Could you write out the records again, from their first line through the line holding "[[[183,330],[220,330],[220,279],[190,278]]]", inclusive and with the requests kept, scaling every coordinate in the answers by 1.8 and rounding to whole numbers, halves up? Leave all other text unchanged, and include nothing past that line.

**INFORMATION GIVEN**.
────────────────────────────────────────

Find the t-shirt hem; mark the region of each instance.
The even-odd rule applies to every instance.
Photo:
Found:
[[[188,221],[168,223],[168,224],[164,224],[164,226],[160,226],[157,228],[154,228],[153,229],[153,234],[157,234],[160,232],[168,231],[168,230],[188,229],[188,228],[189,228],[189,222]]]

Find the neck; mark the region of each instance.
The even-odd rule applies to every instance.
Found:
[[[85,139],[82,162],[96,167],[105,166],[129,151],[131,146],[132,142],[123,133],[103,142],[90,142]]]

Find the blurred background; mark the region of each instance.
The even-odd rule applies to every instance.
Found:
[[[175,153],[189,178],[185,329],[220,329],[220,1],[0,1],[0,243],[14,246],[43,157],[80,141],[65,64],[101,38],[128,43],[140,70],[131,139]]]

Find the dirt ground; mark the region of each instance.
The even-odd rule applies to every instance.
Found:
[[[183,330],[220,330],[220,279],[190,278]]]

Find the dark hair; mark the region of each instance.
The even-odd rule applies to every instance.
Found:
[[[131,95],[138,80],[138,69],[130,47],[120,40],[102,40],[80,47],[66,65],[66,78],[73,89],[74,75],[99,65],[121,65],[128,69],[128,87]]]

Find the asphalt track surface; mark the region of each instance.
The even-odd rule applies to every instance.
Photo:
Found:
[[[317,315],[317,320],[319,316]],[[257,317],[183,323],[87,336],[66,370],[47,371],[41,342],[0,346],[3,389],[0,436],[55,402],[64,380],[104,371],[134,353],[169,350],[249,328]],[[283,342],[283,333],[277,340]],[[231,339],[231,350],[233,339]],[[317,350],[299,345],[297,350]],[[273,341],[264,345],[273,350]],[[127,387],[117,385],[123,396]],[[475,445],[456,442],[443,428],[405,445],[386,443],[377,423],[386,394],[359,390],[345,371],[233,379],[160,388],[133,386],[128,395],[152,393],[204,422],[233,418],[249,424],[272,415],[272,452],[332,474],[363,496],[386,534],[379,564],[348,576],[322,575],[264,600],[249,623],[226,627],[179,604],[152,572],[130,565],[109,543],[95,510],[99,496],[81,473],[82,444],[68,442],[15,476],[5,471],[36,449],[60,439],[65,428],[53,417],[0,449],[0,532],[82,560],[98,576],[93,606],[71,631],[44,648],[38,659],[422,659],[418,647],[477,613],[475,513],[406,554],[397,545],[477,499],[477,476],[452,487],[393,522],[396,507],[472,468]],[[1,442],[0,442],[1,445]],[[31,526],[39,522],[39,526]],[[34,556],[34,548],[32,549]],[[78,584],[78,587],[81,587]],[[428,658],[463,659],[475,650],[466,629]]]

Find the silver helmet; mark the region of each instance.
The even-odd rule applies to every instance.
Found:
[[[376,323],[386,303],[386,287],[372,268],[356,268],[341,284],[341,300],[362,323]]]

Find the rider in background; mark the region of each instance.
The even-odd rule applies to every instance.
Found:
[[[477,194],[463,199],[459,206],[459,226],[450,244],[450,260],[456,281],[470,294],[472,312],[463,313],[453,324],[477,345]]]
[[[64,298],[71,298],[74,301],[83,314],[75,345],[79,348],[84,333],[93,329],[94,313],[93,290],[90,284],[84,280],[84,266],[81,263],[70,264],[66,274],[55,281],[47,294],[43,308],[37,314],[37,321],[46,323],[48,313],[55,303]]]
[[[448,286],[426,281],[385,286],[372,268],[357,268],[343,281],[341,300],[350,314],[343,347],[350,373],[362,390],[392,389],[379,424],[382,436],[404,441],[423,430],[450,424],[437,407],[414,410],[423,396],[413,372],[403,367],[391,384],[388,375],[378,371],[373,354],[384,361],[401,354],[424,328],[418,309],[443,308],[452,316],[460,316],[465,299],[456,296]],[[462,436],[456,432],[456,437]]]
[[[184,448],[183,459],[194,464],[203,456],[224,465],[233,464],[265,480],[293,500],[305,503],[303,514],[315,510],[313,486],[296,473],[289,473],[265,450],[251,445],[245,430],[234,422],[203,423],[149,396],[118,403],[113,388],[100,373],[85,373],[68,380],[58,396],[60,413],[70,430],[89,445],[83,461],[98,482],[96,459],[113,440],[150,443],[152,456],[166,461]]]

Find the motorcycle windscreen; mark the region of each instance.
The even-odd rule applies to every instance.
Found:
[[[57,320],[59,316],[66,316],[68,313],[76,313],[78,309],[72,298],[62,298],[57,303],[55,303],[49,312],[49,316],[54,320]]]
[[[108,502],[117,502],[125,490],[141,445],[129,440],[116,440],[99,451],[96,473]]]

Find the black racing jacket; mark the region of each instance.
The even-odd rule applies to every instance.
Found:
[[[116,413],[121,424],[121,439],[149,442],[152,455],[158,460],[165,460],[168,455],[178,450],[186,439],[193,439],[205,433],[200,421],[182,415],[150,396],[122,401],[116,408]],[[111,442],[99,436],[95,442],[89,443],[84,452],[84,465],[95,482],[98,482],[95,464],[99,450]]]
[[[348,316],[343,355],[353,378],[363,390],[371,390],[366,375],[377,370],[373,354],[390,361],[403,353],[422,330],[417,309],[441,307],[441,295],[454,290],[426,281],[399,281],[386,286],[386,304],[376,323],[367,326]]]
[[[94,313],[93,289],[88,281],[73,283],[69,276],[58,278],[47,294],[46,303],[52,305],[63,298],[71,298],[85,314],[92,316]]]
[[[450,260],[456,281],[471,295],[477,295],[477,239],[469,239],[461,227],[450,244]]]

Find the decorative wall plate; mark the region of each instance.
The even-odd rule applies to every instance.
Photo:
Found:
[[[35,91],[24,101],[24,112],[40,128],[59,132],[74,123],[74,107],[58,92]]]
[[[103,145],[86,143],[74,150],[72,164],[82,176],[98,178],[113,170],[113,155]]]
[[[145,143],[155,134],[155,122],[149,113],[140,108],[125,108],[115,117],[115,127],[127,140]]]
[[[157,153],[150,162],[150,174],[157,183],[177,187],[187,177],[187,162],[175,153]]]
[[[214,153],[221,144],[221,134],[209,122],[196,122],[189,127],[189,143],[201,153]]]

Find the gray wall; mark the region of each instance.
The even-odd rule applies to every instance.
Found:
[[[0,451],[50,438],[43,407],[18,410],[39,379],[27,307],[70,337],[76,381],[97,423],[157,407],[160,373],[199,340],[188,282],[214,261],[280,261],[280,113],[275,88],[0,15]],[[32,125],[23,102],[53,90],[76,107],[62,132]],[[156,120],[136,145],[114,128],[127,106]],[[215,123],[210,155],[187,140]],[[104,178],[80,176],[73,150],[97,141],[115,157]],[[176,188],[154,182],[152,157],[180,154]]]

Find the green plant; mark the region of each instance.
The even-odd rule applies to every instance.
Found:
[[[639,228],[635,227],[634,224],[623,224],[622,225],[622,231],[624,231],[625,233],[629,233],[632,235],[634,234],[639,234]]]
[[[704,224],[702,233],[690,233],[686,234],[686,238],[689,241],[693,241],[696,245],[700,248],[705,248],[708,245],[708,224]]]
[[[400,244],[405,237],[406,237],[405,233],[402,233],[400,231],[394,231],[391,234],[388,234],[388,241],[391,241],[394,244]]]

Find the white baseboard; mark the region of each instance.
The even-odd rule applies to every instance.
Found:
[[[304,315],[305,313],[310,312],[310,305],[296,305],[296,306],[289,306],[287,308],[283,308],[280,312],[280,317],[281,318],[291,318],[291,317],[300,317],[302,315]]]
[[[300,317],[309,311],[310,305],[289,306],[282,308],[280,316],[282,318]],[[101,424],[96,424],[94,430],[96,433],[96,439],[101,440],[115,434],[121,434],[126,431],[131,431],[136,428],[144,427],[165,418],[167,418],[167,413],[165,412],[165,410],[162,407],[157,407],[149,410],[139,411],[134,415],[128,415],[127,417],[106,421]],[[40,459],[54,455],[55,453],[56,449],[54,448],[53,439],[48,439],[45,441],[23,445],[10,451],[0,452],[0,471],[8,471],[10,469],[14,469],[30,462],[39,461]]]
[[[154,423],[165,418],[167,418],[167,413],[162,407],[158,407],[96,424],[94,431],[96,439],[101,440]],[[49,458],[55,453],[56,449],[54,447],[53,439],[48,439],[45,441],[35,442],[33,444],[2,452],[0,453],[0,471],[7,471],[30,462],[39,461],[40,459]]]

────────────────────────────────────────

**SOLUTION FOR THIS TASK**.
Find the t-shirt hem; mark the region of each instance.
The even-odd rule applies to every instance.
Photo:
Found:
[[[338,398],[302,401],[302,403],[295,403],[295,407],[288,407],[283,410],[277,410],[275,412],[275,421],[283,421],[288,418],[302,416],[302,414],[338,412],[338,410],[340,410],[340,400]]]

Find the neck; mark the region of each instance.
The even-odd rule applies to every instance.
Found:
[[[153,250],[148,292],[173,301],[189,299],[232,272],[236,263],[238,256],[221,239],[185,256],[162,256]]]

Find the blurred background; mark the region of each instance.
The even-odd rule applies to every instance.
Found:
[[[315,275],[340,320],[333,592],[396,592],[396,2],[0,2],[0,437],[25,443],[77,283],[144,254],[117,115],[182,68],[230,77],[252,126],[236,250]]]

Find the dirt ground; mark the region of each instance.
The even-odd rule applies to every instance.
Found:
[[[329,594],[396,594],[396,502],[342,500]]]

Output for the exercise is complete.